Proszę napisać dalszy ciąg zamieszczonego niżej tekstu o pogryzieniu dziecka przez psa w Krempachach, zaczynając zaraz po jego ostatnim zdaniu.
[FRAGMENT TEKSTU]
Pies pogryzł dziecko w Krempachach. Uruchomiono śmigłowiec LPR [AKTUALIZACJA: Informacje od policji i szpitala]
Wczoraj w Krempachach pies pogryzł dziecko. Obrażenia były na tyle poważne, że na miejscu musiał zjawić się helikopter LPR.

Szacowany czas czytania: 01:47
Wczoraj (29.04) wieczorem w Krempachach pies pogryzł dziecko. Atak zwierzęcia był bardzo niebezpieczny i na pomoc wezwano Lotnicze Pogotowie Ratunkowe. Śmigłowiec przetransportował ofiarę pogryzienia do szpitala. Na miejscu działania prowadzili strażacy z OSP Krempachy, Państwowej Straży Pożarnej w Nowym Targu, a także Zespół Ratownictwa Medycznego oraz policja.
[/FRAGMENT TEKSTU]
[ZAPISANE DANE]
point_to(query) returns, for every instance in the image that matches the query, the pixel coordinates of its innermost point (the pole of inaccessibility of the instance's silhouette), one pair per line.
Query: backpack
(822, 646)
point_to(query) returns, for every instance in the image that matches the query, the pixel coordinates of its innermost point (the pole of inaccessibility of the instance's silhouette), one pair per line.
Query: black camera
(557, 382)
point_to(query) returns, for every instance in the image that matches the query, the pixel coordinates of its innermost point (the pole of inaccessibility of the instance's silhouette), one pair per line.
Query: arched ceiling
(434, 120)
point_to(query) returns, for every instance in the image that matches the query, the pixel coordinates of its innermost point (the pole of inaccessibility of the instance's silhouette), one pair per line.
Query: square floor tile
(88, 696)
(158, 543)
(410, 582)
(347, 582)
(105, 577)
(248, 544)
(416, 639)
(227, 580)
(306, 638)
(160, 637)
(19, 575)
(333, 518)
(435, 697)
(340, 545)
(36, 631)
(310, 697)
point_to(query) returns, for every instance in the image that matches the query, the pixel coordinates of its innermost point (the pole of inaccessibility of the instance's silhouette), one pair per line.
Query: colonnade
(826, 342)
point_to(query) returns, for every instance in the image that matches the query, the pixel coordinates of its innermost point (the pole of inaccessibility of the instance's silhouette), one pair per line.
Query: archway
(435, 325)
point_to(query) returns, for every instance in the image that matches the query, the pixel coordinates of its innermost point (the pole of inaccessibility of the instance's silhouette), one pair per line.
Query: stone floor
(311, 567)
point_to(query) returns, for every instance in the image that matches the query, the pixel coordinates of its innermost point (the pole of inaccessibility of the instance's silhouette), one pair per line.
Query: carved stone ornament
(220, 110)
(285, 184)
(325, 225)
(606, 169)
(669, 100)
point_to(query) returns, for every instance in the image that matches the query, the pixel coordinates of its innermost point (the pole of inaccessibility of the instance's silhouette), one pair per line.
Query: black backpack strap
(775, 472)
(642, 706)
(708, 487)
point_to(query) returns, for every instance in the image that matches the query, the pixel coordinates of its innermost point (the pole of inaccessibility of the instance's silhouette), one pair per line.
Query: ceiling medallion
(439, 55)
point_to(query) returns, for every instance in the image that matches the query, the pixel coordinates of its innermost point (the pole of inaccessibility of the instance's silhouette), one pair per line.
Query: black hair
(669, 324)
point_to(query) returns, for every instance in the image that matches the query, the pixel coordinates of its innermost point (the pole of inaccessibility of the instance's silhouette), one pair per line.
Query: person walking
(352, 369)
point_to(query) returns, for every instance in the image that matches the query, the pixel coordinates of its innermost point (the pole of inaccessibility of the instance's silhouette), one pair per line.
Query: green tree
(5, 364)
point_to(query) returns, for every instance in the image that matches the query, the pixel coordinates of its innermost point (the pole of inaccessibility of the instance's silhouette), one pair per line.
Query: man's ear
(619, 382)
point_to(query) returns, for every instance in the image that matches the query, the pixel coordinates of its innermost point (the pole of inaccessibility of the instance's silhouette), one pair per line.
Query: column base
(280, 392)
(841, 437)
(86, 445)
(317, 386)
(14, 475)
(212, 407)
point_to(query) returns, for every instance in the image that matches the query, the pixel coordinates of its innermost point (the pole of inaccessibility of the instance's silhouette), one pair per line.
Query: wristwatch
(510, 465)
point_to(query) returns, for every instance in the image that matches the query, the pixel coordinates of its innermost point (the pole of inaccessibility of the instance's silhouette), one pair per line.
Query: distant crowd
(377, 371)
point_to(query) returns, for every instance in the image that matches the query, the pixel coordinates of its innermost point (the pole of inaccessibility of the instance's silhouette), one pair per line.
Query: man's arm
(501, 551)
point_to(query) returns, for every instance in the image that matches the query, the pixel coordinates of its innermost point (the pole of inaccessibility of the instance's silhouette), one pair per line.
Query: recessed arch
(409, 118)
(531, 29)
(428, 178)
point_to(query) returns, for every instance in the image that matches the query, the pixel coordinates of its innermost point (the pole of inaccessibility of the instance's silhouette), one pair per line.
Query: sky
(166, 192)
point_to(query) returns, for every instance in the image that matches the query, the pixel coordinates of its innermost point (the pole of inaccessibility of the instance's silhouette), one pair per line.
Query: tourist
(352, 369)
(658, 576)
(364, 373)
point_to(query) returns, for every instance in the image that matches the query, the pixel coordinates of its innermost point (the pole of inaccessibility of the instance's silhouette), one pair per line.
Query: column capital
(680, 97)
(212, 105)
[/ZAPISANE DANE]
→ **WYNIK ZADANIA**:
[AKTUALIZACJA]
Do tragedii doszło na posesji sąsiada. Ośmioletni chłopiec wszedł na podwórko w momencie, kiedy mężczyzna bawił się z psem. Owczarek zaatakował. Chłopiec z poranioną twarzą został przetransportowany śmigłowcem LPR do szpitala w Krakowie. Pies był zaszczepiony. Policja prowadzi dalsze czynności w tej sprawie. Jak wyjaśnia Łukasz Burek, rzecznik nowotarskiej policji:
Łukasz Burek: W dniu wczorajszym w jednej z miejscowości na terenie powiatu nowotarskiego doszło do pogryzienia ośmioletniego chłopca przez owczarka niemieckiego. Chłopczyk przeszedł na posesję sąsiadów, gdzie właściciel psa bawił się z nim, rzucając mu patyk do aportowania. W pewnym momencie pies ugryzł chłopca w twarz. Dziecko zostało przetransportowane śmigłowcem Lotniczego Pogotowia Ratunkowego do szpitala w Krakowie. Dalsze czynności w tej sprawie prowadzi Komenda Powiatowa Policji w Nowym Targu. Pies był zaszczepiony.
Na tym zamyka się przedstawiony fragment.